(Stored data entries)
◆ ◆ ◆ ◆
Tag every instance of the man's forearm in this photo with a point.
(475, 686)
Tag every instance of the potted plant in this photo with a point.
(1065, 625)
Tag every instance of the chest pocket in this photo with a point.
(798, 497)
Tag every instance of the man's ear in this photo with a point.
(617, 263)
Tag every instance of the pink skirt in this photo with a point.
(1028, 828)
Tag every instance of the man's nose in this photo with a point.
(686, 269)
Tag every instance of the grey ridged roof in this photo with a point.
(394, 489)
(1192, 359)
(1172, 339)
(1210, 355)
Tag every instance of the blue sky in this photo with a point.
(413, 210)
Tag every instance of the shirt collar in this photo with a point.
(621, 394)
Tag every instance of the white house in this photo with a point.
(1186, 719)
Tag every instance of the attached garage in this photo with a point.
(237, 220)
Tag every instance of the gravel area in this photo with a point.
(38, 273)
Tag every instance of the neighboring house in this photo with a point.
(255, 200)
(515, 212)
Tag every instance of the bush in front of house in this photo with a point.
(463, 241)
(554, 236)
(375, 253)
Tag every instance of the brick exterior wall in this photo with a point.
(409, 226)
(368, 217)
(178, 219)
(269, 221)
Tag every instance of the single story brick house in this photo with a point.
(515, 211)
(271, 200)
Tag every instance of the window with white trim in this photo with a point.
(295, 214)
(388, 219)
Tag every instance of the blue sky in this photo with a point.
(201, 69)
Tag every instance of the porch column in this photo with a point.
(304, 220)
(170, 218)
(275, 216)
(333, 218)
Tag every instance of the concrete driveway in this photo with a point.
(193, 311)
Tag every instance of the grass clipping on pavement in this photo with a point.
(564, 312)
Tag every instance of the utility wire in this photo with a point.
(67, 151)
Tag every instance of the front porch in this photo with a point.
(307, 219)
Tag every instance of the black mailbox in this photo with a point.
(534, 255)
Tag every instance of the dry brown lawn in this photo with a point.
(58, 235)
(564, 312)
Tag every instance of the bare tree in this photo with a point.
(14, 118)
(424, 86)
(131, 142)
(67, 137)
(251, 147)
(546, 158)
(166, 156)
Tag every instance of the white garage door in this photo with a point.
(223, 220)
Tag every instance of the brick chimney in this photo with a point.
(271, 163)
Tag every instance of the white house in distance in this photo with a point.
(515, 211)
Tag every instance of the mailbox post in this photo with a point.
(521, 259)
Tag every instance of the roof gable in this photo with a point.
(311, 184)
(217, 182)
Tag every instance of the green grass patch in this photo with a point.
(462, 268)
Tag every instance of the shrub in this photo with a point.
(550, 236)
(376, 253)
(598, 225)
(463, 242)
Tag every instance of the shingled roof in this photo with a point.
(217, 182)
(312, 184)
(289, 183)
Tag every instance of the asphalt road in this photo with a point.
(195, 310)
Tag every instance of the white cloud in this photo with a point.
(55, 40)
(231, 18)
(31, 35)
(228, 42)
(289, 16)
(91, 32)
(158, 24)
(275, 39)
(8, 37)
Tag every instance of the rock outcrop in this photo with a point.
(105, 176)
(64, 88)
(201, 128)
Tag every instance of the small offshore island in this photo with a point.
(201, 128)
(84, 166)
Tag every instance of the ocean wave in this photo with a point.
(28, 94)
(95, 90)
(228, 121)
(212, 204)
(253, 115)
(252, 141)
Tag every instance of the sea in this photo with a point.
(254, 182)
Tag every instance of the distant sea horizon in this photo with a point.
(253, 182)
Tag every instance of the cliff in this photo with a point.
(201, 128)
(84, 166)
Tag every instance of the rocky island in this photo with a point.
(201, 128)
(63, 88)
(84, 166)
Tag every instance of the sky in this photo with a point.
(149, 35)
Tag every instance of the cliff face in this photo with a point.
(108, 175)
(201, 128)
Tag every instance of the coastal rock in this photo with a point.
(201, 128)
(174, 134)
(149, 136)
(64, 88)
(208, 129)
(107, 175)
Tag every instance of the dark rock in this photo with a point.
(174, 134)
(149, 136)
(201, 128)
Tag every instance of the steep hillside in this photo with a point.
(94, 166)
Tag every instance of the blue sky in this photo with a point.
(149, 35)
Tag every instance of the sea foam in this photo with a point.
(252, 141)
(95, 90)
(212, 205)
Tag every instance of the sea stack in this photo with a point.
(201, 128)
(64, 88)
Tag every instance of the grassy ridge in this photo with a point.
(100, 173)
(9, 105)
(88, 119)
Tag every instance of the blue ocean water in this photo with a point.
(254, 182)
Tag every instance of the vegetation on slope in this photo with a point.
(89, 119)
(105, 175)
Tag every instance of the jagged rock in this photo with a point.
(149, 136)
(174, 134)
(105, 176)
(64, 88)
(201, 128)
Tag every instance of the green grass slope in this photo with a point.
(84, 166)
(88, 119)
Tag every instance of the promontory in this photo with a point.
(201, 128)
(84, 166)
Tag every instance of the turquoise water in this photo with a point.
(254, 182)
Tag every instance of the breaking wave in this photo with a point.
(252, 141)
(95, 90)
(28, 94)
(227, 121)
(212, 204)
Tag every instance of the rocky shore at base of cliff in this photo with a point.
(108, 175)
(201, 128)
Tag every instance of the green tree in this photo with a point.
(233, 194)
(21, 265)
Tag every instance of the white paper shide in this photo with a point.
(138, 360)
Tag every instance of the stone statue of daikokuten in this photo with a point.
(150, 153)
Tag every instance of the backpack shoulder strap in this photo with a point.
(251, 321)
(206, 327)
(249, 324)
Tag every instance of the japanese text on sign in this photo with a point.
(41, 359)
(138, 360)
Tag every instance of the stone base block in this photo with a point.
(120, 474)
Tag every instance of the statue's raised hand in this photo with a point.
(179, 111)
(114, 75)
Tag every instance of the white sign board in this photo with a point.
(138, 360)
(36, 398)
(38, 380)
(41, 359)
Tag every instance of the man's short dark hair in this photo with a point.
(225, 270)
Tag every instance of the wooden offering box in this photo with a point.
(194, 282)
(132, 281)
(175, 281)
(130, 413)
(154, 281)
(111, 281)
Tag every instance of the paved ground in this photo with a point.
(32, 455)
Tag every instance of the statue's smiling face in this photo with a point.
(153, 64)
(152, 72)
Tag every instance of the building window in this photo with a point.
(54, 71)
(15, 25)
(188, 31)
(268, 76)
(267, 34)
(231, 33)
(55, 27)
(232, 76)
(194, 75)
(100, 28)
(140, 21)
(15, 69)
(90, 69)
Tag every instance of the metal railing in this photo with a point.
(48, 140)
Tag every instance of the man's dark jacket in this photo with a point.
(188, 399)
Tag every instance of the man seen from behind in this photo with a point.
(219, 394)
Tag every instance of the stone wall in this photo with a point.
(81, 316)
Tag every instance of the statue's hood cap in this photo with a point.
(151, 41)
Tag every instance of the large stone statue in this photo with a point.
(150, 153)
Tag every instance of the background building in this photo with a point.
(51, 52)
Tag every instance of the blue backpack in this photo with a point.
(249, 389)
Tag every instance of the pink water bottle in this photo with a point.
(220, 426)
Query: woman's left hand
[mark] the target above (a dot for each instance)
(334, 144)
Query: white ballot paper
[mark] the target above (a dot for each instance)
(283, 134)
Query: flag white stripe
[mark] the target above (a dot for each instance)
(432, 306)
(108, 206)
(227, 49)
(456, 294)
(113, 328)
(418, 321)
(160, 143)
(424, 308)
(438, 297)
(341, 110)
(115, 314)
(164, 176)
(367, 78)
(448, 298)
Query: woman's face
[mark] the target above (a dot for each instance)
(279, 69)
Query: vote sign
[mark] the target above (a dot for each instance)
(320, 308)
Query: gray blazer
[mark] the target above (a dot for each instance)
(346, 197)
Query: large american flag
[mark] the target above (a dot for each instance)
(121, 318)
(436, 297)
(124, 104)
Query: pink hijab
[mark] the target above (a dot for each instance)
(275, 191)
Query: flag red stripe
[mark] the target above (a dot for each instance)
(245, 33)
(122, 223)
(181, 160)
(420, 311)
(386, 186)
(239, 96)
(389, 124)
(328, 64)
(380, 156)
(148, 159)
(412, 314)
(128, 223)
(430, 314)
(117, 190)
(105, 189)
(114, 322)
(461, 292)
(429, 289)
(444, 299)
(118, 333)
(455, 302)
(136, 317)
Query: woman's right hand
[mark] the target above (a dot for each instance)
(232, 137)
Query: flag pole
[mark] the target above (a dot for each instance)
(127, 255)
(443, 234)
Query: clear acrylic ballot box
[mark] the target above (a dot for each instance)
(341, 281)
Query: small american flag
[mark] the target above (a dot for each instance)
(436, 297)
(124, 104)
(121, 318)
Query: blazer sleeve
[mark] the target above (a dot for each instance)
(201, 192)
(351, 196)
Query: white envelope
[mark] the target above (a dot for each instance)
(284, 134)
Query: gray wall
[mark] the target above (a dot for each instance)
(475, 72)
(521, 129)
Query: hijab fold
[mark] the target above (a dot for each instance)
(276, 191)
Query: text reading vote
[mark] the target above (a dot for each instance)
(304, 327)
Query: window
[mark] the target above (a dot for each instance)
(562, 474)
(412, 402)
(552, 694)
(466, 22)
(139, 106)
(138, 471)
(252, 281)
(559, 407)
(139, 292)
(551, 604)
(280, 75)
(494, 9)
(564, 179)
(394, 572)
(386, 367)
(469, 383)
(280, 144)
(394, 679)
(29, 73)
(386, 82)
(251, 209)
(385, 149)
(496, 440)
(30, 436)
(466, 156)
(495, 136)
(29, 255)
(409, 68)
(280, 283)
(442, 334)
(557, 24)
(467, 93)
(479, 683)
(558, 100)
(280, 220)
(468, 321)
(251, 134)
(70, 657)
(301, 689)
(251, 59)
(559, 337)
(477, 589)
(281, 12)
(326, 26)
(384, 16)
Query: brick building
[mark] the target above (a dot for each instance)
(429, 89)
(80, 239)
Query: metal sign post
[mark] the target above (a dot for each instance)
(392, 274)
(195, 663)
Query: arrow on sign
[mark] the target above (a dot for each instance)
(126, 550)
◆ ◆ ◆ ◆
Aim → Each line from the one containing "Query: hijab fold" to the final line of the entries above must be returned exactly, and no other line may appear.

Response →
Query: hijab fold
[mark] the target above (a dot for each instance)
(276, 191)
Query: text reading vote
[mark] the target above (a dot for each instance)
(304, 327)
Query: window
[mark] the target above (a dot for each instance)
(562, 474)
(412, 402)
(552, 694)
(466, 22)
(139, 106)
(138, 471)
(252, 281)
(559, 407)
(139, 292)
(551, 604)
(280, 75)
(494, 9)
(564, 179)
(394, 572)
(386, 367)
(469, 383)
(280, 144)
(394, 679)
(29, 73)
(386, 82)
(251, 209)
(385, 149)
(496, 440)
(30, 436)
(466, 156)
(495, 136)
(29, 255)
(409, 68)
(280, 283)
(442, 334)
(557, 24)
(467, 93)
(479, 683)
(558, 100)
(280, 220)
(468, 321)
(251, 134)
(70, 657)
(301, 689)
(251, 59)
(559, 337)
(477, 589)
(281, 12)
(326, 26)
(384, 16)
Query: brick building
[mark] the target above (a dot for each instance)
(429, 89)
(80, 239)
Query: metal sign post
[mark] the target above (a dot for each instance)
(392, 274)
(195, 663)
Query: arrow on sign
[mark] the target above (a dot for each instance)
(126, 550)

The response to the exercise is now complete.